# Given exercise
Present the items below as a Markdown table with the columns Row and Line. Number each line in Row, and leave out any blank lines.

<<<<

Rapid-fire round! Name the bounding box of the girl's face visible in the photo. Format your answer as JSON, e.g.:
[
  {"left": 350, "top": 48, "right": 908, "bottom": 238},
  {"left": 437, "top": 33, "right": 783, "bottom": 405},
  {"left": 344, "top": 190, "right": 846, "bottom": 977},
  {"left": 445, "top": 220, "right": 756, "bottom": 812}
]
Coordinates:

>>>>

# Solved problem
| Row | Line |
|---|---|
| 1 | Rapid-fire round! Name the bounding box of the girl's face visible in the photo. Format your answer as JSON, e.g.: |
| 2 | [ |
| 3 |   {"left": 350, "top": 48, "right": 908, "bottom": 238}, |
| 4 |   {"left": 437, "top": 33, "right": 783, "bottom": 405}, |
| 5 |   {"left": 344, "top": 190, "right": 846, "bottom": 977}, |
| 6 |   {"left": 445, "top": 220, "right": 756, "bottom": 812} |
| 7 | ] |
| 8 | Coordinates: |